OBJECTIVE → Every line of the material below must be repeated exactly.

RECORDED INFORMATION →
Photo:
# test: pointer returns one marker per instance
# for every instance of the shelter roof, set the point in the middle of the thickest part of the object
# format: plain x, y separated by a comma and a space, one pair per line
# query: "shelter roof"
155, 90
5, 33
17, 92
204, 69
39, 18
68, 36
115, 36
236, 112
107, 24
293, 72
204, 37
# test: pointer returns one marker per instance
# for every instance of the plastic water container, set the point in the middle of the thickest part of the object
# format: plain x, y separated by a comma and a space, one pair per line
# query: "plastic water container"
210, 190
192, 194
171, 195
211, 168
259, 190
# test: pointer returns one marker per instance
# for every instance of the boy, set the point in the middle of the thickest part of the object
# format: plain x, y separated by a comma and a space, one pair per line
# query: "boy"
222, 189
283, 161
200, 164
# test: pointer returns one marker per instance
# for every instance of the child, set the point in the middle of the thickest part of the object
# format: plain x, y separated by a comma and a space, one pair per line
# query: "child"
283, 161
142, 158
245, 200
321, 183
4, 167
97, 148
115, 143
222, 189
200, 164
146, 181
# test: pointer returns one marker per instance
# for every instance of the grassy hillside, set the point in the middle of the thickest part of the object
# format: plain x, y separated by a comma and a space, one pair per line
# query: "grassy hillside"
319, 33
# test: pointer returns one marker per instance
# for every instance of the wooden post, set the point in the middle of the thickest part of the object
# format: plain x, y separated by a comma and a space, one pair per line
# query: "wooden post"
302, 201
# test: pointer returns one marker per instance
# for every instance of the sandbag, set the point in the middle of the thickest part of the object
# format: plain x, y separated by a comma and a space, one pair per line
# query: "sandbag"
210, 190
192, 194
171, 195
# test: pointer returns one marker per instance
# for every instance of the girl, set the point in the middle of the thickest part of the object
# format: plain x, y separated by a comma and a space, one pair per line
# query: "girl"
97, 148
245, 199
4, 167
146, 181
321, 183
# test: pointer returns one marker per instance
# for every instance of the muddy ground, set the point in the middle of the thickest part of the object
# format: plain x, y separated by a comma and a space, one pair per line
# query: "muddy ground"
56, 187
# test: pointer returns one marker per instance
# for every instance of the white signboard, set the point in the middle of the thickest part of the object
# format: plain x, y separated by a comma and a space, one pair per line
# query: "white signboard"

OUTPUT OF THE TASK →
Photo:
# test: pointer returns one marker per instance
# for every instance of the shelter roof, set the point in the middle of the thickest part of the object
# format: plain x, y separated by a comma and a space, one pair per line
# query: "shelter roof"
155, 90
5, 33
17, 92
204, 69
39, 18
68, 36
115, 36
236, 112
107, 24
293, 72
204, 37
# test: pointer returns one marker per instance
# for every instance of the plastic water container, set the point in the middle of the thickest part of the object
# format: plain x, y separated by a comma and a space, one pair per line
# query: "plastic water container"
210, 190
192, 194
171, 195
211, 168
259, 190
# test: pointer returns one marker per instance
# for every instance of the boy, set the point in the middle of the thickest part of the object
# format: plain x, y separated by a comma and a space, one pair per line
# query: "boy"
222, 189
283, 161
200, 164
# test: pointer returns one marker per instance
# for every instance of the child, set the point in the middle of the thickest part of the object
# format: plain x, y separated by a comma and a space, one pair per line
# query: "child"
283, 161
142, 158
245, 200
321, 183
4, 167
97, 148
115, 143
222, 189
200, 164
146, 181
# test: pointer returns one marker per instance
# for every instance of the grassy hillside, set the point in the middle of the thickest part of the object
# format: plain x, y separated by a comma and a space, one pair per line
# query: "grassy hillside"
319, 33
# test: pointer returns one marker per instance
# for every instance of the wooden post, set the point in the middle of the thickest part of the object
# format: plain x, y separated by a comma and a space, one pair per line
# query: "wooden post"
302, 201
# test: pointer returns one marker per instance
# for every instance of the sandbag, set the point in the middle of the thickest part of the object
# format: plain x, y separated by a comma and a space, one pair per line
# query: "sandbag"
210, 190
192, 194
171, 195
# test: pointer returns one marker per instance
# for every instance of the girl, set the point in the middle of the thickest part of the object
# format: plain x, y separated by a comma and a space, one pair per line
# query: "girl"
97, 148
245, 199
4, 167
146, 181
321, 183
# test: pointer returns one marker per instance
# for every instance of the muddy ground, set the point in the middle of the thickest part of the object
# format: plain x, y separated by a comma and a space, one pair per line
# query: "muddy ground"
56, 187
# test: pointer returns one marker per instance
# for every instance of the white signboard, set the point in the middle of the thickest part of the object
# format: plain x, y separated by a comma and a space, one pair per line
# query: "white signboard"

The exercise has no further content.